As it is becoming increasingly clear that the social sciences, including economics, have Eurocentric and colonial roots that need to be challenged (see e.g. Charusheela and Zein-Elabdin 2004), the question of how to do so is often not adequately engaged with (Bhambra et al. 2018). For this reason, D-Econ has established a working group to discuss how to think about decolonising academia in praxis: in research, teaching, academic partnerships, publishing, hiring and promotion practises, conference organising, and more.

We have decided to share our discussions and thoughts in a series of blogs in order to stimulate debate and critical thinking about these questions, and also to seek feedback and contributions from students, academics, and other members of society beyond the D-Econ network itself.

As many of us grapple with teaching  – as students or lecturers – we start our first post with some ideas around decolonising economics curricula, while the second one is on decolonising pedagogy. Given that decolonisation is a process and a collective endeavour, we strongly encourage you to make use of the ‘comment’ feature to provide feedback, to highlight where you might differ with some of the points we have raised and to share your ideas about decolonising curricula. This post is not intended to be prescriptive, but hopefully an opportunity for meaningful discussions and more engagement on a topic too easily dismissed and often largely unaddressed by many in the economics discipline.

Decolonisation as process

Before we launch into a discussion of how we might think through the process of decolonising the curriculum and what it can entail in practice, we want to emphasise that decolonisation is a much bigger and wider process than simply challenging the colonial university. Nonetheless, universities were also key sites through which colonialism was institutionalised and naturalised, so they are an important institution to challenge within broader anti-colonial efforts. These efforts to decolonise the curriculum itself should therefore be embedded in a wider approach to decolonising the university and society.

Tasks
a – From the text on decolonizing economics, list every area of academic practice that the working group names as a place to think about decolonizing academia in praxis.
b – Pick up the text on decolonizing economics after its last sentence and continue it.

Available data
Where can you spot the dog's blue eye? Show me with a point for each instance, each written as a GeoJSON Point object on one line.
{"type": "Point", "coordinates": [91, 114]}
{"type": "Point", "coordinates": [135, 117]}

Expected outputs
a –
- research
- teaching
- academic partnerships
- publishing
- hiring and promotion practises
- conference organising

b –
We take seriously the contributions made by Nayantara Sheoran Appleton that it is our “obligation as academics to make plans for a decolonized academia… and hold people to account who use this amazingly powerful word recklessly for their own self-interest.” As such, when thinking of ways to decolonise in practice, we must consider in which ways we – or others – may be perpetuating colonial inequalities and think deeply about to what extent we are challenging colonial hierarchies with our praxis.

As per some of Appleton’s suggestions, as members of D-Econ we believe decolonising the university involves diversifying curricula, digressing from the canon – as the canon itself is politically shaped -, decentring knowledge and knowledge production from the imperialist core, exposing and challenging existing hierarchies, disinvesting from citational power structures and diminishing some voices while magnifying others. Some of the questions we suggest below may allow us to act on these, in order to work towards the longer term goal of decolonising economics.

Moreover, we want to caution against what decolonisation is not. In some instances, “Decolonising” in economics has become a buzzword, despite its radical roots in other social sciences. And as with all buzzwords, there is a risk of widespread misunderstandings and confusion about what it actually entails (amounting to what Shringarpure aptly called ‘fake decolonization’). While the examples listed below, can be valuable, they are not sufficient to take on the challenge of decolonising economics curricula:

  • Retaining core economic curricula, but introducing economic history
  • Retaining core economic curricula, but introducing scholars based elsewhere or that are not white men, in order to diversify the curriculum
  • Retaining core economic curricula, but introducing more empirical case studies
  • Adding more diverse scholars and examples without challenging colonial ways of thinking

Economics has much to learn from the social sciences. You may easily find guides and ideas about how to decolonise curricula in disciplines such as politics (e.g. Shilliam, Choat, Sabaratnam) and sociology (Meghji, Gukurume & Maringira), where the decolonisation movement has come much further than economics. In terms of addressing postcolonial critiques of social theory, Kayatekin argues that “economics proved to be the discipline most resistant to change.”

What are some problems with economics curricula?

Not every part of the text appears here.